**DOCUMENT EXTRACT:**
__________________________________________________

Elevated body iron stores have been suggested to be a risk factor for ischemic heart disease.

OBJECTIVE:

We examined whether elevated serum ferritin concentrations, other indicators of iron status, and dietary iron affected the incidence of myocardial infarction (MI) in an elderly population.

DESIGN:

A nested, case-control study of 60 patients who had their first MI and 112 age- and sex-matched control subjects embedded in the population-based cohort of the Rotterdam Study.

__________________________________________________

**WORK TO COMPLETE:** Reproduce the iron and heart disease abstract from "Elevated body iron" up to and including "an elderly population.", substituting "older" for "elderly". The records are unrelated to the iron and heart disease abstract.

__________________________________________________

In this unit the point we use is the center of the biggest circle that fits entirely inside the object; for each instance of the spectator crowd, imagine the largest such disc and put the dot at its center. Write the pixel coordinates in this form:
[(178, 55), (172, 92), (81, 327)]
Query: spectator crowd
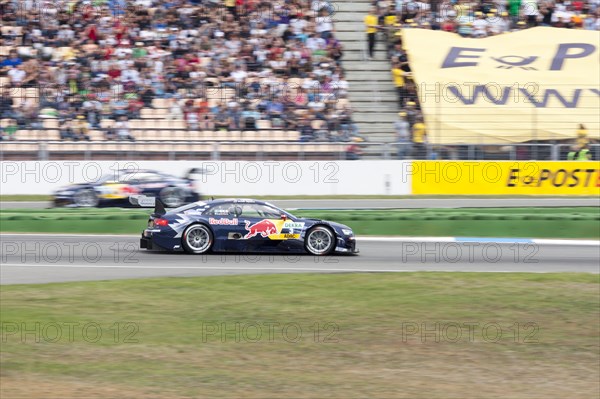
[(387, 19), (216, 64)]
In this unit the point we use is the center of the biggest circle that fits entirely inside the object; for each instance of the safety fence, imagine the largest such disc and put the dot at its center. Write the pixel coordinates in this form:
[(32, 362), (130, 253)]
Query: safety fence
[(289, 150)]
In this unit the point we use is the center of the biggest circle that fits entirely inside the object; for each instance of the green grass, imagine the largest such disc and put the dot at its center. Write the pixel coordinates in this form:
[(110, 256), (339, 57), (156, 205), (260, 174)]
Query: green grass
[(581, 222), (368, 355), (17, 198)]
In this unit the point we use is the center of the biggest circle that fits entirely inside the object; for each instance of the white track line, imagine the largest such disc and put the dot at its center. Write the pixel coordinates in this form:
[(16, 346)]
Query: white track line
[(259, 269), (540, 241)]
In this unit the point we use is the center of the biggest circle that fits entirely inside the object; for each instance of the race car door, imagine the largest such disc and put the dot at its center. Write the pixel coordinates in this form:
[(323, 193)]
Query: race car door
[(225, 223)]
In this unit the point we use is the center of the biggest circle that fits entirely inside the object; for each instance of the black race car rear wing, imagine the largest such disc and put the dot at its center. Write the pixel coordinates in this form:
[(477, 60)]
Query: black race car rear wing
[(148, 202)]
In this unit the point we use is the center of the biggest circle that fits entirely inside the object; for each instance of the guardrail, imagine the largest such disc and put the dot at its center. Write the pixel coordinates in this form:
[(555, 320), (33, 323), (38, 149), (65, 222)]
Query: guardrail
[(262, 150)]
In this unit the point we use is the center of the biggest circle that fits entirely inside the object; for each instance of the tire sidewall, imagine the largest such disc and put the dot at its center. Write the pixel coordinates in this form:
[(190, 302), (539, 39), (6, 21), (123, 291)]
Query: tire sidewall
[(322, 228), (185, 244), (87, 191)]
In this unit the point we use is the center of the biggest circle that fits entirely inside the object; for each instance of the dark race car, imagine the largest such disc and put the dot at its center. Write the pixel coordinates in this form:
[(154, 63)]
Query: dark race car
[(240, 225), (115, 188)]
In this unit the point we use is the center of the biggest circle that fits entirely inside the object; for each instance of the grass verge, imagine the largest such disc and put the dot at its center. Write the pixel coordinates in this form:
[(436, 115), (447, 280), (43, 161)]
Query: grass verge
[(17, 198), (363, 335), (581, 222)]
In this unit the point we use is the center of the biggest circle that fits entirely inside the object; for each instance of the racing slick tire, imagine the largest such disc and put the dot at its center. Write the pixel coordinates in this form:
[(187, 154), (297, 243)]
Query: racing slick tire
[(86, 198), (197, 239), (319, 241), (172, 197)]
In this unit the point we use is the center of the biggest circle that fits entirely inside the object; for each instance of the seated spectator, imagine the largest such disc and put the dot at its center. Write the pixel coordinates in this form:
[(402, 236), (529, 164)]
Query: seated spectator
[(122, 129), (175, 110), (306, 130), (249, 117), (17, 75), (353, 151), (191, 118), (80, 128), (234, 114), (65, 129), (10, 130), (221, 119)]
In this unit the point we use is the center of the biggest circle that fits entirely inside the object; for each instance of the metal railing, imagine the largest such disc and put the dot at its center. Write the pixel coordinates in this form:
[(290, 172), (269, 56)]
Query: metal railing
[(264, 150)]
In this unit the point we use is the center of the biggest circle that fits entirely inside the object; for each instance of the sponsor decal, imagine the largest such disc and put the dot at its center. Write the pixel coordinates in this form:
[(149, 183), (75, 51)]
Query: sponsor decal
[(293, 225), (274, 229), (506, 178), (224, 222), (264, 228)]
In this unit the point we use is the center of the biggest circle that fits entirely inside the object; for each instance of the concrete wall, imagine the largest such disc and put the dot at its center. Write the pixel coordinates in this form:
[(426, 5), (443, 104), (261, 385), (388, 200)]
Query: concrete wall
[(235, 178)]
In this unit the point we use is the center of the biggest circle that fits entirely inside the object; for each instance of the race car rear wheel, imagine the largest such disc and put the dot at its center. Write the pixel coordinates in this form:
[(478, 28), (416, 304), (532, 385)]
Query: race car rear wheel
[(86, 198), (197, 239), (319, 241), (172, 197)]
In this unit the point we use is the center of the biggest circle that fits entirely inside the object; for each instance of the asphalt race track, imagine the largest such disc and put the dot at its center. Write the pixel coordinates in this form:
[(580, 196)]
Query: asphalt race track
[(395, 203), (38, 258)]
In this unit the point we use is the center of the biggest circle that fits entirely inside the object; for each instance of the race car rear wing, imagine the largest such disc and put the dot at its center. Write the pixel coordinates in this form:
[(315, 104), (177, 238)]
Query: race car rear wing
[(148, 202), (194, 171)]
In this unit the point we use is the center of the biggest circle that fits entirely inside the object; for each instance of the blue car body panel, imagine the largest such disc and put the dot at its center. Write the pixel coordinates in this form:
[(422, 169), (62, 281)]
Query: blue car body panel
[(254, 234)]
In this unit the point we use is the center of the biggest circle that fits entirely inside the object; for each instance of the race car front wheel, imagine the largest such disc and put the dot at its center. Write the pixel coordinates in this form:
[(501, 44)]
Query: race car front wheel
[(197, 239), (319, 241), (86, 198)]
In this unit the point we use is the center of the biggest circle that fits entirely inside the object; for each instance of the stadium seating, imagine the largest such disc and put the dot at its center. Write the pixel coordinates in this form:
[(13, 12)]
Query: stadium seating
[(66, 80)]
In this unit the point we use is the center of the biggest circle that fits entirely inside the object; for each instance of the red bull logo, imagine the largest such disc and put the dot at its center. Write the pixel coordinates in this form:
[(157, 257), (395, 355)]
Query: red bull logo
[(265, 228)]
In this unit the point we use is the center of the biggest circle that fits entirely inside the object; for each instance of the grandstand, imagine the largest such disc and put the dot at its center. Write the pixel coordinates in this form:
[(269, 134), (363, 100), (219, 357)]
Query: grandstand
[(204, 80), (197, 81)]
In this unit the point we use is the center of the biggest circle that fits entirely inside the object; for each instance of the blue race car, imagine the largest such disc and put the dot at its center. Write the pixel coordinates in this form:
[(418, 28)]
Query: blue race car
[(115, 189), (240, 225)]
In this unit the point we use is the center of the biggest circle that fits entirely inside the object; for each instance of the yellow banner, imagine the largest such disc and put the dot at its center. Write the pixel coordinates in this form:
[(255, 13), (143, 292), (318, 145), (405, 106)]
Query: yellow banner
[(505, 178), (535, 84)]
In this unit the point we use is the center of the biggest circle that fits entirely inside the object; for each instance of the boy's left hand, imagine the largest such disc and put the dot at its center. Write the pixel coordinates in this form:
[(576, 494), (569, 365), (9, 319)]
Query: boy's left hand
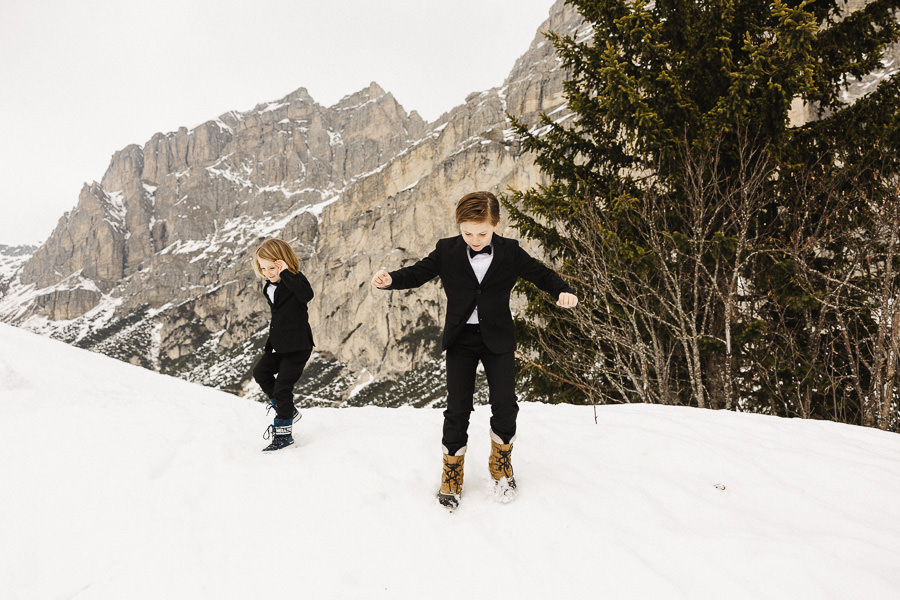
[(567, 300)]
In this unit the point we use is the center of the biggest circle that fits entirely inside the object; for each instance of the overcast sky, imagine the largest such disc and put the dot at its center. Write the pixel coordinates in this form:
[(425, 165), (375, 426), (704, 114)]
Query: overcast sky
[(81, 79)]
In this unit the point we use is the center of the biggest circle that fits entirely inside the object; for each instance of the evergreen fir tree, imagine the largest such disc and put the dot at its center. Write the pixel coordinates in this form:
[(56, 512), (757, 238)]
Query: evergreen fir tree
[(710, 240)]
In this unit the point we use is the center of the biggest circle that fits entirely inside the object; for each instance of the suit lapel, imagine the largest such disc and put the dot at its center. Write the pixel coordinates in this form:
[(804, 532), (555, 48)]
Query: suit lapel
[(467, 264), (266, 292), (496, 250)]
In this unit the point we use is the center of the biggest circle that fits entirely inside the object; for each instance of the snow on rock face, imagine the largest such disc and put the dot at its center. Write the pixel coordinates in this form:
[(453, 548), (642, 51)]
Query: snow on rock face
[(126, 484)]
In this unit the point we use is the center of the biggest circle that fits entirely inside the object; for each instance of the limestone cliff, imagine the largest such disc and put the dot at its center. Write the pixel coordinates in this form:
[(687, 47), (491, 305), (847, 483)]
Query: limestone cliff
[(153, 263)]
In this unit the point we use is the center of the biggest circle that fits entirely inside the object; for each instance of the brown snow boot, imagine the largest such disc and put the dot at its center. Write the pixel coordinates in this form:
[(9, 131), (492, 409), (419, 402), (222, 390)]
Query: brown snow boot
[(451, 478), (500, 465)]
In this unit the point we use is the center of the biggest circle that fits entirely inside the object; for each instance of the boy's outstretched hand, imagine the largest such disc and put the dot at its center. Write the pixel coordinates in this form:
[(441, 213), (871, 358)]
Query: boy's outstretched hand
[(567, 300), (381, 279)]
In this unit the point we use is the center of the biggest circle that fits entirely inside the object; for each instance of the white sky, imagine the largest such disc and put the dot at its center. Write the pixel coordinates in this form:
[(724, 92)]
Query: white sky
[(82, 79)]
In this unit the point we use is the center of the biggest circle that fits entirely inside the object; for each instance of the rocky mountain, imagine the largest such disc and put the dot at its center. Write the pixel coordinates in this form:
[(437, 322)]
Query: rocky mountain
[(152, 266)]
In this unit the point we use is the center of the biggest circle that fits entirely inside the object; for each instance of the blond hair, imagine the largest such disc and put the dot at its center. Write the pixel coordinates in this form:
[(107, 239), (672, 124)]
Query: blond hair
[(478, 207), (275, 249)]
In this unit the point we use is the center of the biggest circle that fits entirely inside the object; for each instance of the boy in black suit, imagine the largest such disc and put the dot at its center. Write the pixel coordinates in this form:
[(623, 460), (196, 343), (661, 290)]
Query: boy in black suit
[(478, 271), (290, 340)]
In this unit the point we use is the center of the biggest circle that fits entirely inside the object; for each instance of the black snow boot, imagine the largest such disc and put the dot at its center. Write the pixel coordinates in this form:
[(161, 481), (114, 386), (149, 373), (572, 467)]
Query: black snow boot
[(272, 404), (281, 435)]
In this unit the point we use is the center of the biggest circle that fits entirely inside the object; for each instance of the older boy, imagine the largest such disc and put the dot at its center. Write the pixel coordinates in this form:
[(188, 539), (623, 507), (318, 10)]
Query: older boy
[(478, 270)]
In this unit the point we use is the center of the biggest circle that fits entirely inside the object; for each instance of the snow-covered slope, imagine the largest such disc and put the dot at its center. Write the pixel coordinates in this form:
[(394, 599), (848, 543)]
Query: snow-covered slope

__________________________________________________

**RESPONSE BELOW:**
Elevated body iron stores have been suggested to be a risk factor for ischemic heart disease.

OBJECTIVE:

We examined whether elevated serum ferritin concentrations, other indicators of iron status, and dietary iron affected the incidence of myocardial infarction (MI) in an older population.